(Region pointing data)
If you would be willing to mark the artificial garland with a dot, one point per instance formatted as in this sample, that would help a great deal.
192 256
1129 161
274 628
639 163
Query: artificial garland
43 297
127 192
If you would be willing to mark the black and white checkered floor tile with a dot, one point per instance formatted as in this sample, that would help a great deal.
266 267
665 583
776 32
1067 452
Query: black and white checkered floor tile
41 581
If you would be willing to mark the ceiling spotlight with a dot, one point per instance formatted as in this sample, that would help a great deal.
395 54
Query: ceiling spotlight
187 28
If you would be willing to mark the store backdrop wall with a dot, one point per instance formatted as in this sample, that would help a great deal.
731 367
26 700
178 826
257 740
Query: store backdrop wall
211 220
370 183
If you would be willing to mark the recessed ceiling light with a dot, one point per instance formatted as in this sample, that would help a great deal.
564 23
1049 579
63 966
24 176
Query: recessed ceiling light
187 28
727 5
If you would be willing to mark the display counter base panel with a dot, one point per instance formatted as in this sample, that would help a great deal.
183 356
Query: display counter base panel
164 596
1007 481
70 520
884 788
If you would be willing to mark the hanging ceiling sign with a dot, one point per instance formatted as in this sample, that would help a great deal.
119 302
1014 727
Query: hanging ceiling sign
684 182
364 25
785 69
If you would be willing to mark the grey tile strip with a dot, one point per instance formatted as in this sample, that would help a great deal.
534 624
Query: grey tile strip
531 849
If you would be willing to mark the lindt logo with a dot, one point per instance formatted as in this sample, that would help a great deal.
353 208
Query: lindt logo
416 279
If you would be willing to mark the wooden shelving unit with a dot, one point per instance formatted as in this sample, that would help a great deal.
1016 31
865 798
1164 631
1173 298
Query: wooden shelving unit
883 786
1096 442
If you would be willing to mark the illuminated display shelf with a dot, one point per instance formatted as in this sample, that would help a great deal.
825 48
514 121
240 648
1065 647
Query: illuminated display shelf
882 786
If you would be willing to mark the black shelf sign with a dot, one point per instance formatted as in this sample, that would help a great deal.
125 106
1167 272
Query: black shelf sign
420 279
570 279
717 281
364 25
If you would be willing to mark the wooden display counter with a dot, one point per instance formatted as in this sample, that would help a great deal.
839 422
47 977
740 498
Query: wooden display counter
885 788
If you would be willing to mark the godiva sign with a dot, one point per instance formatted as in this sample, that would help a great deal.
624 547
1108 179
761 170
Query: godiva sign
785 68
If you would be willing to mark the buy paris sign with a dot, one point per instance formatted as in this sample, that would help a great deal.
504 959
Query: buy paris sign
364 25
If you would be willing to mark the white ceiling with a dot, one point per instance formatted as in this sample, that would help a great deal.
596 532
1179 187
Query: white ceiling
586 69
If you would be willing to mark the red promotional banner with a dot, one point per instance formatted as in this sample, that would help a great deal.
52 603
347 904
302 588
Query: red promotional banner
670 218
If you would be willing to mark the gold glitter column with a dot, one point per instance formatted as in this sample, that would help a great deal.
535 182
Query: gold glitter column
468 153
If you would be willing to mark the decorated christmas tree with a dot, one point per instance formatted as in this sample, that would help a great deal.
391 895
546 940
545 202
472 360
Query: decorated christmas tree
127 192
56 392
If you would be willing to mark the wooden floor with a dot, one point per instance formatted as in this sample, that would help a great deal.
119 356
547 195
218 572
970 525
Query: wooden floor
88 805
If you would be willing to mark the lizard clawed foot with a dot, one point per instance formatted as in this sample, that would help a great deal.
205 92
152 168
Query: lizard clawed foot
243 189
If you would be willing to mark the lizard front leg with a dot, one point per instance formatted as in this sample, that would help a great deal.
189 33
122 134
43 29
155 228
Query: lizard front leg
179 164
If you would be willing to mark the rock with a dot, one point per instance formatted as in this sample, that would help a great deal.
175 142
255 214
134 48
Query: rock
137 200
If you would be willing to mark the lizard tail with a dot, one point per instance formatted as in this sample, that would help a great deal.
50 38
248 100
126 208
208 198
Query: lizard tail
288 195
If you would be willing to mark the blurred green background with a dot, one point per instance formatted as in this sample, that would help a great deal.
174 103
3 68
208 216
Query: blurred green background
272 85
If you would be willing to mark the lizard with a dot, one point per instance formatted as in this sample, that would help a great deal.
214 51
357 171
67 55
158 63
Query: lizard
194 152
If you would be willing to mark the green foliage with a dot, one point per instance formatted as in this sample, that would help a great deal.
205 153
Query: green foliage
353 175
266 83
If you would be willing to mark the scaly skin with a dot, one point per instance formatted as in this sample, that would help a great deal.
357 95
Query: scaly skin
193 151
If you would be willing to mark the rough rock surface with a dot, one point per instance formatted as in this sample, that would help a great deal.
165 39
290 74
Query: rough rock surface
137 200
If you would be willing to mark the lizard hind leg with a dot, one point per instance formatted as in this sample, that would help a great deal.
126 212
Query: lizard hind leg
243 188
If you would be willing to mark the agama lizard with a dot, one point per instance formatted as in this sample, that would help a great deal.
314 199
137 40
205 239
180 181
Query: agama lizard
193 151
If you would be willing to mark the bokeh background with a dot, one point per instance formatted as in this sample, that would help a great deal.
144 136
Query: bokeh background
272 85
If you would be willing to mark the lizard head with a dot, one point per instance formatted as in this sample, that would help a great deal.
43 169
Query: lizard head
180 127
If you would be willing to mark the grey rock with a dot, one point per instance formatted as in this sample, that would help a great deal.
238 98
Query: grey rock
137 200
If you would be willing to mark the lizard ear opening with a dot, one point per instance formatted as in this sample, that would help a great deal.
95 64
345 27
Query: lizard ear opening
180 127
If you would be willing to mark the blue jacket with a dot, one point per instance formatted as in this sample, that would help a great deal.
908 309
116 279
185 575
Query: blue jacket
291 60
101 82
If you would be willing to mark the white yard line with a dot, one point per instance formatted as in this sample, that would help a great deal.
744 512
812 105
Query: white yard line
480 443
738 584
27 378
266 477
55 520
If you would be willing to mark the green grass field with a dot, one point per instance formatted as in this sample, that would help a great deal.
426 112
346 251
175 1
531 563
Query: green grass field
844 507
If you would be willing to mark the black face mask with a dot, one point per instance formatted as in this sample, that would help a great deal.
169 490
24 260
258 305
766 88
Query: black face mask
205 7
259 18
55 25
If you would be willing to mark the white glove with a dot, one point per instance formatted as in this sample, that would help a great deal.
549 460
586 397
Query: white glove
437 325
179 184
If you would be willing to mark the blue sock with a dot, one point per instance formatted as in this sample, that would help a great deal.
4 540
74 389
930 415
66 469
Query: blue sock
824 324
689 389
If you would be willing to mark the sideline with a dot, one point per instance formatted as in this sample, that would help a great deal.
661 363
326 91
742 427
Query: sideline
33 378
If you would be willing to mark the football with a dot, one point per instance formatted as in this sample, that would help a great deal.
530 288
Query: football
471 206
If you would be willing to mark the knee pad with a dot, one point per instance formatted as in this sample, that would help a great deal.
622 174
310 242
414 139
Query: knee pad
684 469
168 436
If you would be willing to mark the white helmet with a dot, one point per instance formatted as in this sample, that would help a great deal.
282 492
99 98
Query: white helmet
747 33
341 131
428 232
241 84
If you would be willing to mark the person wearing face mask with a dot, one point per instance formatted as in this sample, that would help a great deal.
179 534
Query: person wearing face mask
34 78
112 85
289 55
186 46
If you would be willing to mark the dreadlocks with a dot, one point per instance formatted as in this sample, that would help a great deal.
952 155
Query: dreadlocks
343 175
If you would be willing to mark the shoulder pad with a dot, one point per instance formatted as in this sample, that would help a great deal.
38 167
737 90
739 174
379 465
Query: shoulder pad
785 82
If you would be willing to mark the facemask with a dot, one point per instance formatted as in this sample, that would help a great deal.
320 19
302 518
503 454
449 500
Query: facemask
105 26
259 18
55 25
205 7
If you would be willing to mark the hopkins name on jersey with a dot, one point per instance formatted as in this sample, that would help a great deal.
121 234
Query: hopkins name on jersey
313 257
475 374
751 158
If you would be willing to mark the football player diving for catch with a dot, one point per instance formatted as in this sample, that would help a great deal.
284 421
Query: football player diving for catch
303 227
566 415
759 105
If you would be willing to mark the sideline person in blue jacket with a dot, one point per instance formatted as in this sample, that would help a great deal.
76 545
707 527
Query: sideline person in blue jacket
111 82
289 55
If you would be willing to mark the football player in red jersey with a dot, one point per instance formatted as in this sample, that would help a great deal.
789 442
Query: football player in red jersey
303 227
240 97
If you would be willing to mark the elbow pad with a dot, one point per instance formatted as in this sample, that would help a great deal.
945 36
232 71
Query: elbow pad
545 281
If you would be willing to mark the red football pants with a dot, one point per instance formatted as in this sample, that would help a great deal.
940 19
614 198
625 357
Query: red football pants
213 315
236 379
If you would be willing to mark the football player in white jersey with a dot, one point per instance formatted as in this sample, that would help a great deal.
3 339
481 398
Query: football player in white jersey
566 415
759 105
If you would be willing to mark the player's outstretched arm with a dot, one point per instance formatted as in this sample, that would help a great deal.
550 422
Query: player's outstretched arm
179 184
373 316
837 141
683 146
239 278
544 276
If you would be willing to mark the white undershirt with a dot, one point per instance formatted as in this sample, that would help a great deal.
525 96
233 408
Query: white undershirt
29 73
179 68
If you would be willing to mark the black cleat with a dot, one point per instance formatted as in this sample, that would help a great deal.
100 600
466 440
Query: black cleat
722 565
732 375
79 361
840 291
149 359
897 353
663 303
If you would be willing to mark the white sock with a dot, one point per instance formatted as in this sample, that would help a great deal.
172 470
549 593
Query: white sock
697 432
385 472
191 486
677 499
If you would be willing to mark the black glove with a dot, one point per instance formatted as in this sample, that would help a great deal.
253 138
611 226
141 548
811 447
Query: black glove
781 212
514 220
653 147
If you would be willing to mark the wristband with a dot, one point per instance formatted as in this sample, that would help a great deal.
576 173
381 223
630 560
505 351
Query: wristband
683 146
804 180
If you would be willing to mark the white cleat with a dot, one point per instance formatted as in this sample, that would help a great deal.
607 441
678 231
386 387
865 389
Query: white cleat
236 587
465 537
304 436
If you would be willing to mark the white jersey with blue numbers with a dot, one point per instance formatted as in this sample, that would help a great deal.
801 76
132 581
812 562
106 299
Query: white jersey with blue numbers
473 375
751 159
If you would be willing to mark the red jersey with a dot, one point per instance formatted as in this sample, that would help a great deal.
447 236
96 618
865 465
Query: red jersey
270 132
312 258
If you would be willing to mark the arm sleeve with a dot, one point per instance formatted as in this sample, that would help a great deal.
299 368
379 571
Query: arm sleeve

--- TASK TO COMPLETE ---
Return every line holding the word "sleeve" from the records.

--- WRITTEN SOLUTION ---
If you would be willing to mark the arm sleeve with a dot, one point per instance formatted as in this sample, that would help a great deal.
Query: arm sleeve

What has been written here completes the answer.